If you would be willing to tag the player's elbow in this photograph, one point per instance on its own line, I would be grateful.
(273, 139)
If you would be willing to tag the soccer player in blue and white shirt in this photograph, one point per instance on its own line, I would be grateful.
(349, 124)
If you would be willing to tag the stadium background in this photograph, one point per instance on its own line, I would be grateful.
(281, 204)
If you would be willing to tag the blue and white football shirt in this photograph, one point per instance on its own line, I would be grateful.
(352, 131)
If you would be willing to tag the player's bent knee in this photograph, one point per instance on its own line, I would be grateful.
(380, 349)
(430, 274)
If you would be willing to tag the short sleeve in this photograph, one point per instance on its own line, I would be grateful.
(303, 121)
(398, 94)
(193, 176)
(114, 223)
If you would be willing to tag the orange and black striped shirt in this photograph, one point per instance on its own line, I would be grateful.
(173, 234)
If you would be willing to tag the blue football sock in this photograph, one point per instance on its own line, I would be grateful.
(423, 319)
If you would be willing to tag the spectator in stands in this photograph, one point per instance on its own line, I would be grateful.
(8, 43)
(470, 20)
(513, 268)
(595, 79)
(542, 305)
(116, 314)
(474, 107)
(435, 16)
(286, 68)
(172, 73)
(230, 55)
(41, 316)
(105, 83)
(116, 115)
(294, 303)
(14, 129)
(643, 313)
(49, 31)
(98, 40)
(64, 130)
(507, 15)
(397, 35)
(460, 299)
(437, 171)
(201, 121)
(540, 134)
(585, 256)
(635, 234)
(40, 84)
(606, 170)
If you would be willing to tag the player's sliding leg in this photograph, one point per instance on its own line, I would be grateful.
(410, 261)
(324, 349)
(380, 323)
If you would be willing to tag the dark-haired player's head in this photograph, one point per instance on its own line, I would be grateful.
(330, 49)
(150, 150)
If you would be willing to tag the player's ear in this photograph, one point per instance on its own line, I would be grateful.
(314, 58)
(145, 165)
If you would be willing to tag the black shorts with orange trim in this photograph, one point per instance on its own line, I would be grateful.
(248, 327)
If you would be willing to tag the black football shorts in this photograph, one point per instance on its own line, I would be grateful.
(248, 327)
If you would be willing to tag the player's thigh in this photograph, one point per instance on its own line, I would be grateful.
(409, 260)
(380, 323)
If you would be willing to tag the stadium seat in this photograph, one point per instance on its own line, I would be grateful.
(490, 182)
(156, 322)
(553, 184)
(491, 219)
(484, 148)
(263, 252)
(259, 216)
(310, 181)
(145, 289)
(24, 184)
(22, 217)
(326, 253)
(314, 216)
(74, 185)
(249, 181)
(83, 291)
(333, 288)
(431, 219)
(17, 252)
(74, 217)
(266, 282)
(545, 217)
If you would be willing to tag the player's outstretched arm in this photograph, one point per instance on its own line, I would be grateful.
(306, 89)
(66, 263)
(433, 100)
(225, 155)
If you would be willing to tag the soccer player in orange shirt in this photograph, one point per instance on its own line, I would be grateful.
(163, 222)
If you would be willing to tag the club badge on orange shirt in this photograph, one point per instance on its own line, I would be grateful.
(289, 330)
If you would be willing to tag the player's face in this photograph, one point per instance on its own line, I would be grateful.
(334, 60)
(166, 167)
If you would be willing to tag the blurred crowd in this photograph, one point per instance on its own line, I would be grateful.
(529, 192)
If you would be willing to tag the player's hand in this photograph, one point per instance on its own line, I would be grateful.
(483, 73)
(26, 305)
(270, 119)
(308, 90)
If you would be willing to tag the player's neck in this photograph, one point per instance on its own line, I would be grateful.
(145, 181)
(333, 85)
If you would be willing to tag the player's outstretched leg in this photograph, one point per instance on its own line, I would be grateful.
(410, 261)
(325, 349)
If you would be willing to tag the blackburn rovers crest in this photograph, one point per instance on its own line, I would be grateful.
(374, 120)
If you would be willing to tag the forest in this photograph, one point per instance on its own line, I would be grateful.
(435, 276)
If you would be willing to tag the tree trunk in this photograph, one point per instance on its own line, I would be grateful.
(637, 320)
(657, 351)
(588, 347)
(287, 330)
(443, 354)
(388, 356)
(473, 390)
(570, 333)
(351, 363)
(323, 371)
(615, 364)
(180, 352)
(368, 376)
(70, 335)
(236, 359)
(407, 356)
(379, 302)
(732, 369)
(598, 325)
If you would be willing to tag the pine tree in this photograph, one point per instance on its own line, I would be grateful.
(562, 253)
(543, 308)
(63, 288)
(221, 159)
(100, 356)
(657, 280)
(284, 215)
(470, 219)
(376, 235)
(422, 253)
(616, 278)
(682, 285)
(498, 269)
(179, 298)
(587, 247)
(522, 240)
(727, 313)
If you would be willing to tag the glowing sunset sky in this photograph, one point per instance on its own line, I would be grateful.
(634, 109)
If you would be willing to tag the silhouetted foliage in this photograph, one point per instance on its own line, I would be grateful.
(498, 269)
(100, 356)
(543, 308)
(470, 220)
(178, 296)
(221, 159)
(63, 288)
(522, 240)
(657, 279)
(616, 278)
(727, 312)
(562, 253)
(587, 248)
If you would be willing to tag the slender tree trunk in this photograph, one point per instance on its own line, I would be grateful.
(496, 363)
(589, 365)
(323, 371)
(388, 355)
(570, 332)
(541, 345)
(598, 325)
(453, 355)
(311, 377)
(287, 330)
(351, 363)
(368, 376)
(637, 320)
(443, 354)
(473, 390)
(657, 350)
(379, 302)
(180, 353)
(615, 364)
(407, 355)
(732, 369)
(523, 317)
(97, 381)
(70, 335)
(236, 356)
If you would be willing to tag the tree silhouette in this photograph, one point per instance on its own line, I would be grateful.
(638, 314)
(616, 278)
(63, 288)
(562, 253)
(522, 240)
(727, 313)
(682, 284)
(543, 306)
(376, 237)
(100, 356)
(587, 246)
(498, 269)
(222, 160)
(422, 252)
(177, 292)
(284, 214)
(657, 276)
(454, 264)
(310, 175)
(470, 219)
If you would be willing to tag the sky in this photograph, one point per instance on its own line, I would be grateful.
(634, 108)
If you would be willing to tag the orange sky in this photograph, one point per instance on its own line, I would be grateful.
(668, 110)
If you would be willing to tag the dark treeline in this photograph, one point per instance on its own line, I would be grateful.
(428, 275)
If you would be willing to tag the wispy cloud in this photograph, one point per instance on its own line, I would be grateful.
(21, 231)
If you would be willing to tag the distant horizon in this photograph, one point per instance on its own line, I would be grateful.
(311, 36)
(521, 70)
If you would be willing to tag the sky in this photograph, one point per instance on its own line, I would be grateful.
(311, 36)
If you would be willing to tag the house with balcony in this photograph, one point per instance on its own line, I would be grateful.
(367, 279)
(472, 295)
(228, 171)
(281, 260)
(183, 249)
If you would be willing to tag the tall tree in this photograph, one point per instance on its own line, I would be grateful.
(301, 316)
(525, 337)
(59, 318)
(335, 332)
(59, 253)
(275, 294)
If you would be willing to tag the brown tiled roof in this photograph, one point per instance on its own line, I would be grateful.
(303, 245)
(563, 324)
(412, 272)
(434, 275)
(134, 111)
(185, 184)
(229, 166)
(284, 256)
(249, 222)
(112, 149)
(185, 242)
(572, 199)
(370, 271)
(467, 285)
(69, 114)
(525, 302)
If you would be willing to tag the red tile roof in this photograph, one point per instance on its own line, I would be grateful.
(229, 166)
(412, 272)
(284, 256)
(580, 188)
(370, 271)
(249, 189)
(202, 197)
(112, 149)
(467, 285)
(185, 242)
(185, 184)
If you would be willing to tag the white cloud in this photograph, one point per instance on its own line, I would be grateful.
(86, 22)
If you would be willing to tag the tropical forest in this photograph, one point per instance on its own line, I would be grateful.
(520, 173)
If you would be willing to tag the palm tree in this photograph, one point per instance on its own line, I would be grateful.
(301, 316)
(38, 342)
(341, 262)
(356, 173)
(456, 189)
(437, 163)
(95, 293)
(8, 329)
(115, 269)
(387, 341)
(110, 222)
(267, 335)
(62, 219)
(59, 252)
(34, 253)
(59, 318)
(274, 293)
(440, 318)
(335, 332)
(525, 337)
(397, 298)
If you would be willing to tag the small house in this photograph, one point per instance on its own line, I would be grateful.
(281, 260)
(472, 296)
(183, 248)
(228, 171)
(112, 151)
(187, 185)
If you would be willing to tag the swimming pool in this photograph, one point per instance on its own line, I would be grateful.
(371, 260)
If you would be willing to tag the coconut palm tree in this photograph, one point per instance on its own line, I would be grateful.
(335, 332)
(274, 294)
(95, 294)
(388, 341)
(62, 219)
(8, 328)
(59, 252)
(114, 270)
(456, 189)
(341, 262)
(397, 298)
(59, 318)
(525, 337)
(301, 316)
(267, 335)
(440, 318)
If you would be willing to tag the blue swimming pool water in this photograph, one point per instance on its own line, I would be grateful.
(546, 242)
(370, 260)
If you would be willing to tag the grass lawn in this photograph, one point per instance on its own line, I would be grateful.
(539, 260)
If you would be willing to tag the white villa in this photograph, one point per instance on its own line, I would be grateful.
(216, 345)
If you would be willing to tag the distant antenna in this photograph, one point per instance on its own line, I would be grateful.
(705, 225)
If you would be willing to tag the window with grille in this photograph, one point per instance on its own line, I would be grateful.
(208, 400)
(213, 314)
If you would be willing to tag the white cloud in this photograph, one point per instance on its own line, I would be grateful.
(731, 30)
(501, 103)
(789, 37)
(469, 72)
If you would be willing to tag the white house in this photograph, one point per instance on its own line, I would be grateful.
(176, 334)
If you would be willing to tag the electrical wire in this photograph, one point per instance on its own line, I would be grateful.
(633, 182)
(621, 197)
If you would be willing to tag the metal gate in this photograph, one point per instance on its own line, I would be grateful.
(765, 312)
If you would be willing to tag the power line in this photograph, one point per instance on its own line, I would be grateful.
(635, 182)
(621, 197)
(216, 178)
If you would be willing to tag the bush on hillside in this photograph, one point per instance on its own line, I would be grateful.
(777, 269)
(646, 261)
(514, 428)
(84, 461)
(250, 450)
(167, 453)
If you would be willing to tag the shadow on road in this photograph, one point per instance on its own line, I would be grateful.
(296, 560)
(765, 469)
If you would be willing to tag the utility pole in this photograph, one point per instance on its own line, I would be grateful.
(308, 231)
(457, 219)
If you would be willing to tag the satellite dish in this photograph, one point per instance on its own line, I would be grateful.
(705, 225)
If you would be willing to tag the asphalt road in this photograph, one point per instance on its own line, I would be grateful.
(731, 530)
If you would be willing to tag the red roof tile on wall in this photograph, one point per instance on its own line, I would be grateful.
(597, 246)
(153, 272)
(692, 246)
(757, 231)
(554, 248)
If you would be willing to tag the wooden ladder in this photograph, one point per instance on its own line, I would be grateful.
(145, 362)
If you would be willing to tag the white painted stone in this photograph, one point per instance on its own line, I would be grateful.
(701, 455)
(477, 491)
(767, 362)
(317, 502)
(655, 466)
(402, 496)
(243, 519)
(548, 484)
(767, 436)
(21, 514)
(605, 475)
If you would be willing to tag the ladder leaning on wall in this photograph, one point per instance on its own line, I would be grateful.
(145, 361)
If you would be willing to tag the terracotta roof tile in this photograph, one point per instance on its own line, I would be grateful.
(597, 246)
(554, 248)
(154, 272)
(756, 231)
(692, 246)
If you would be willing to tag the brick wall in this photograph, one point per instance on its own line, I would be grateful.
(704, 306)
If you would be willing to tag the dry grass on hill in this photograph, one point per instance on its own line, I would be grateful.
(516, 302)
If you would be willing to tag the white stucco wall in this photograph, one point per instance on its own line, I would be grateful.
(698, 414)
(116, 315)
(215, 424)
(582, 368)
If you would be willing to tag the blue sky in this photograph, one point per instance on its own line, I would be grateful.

§ **PROBLEM DETAILS**
The line containing "If you would be willing to tag the brick" begins the span, and the last line of the records above ends it. Return that span exactly, and nothing outside it.

§ **TASK OUTPUT**
If you would be willing to tag the brick wall in this photograph, one point per instance on its own line, I would be grateful.
(704, 306)
If you would be willing to tag the dry grass on hill in this photograph, one point per instance on its own line, I would be grateful.
(516, 302)
If you would be willing to tag the white stucco wall in this photograph, one point per instance on its own line, I would be grateful.
(698, 414)
(116, 315)
(215, 424)
(582, 368)
If you would be willing to tag the blue sky in this photograph, one point per instance on its own line, I would be grateful.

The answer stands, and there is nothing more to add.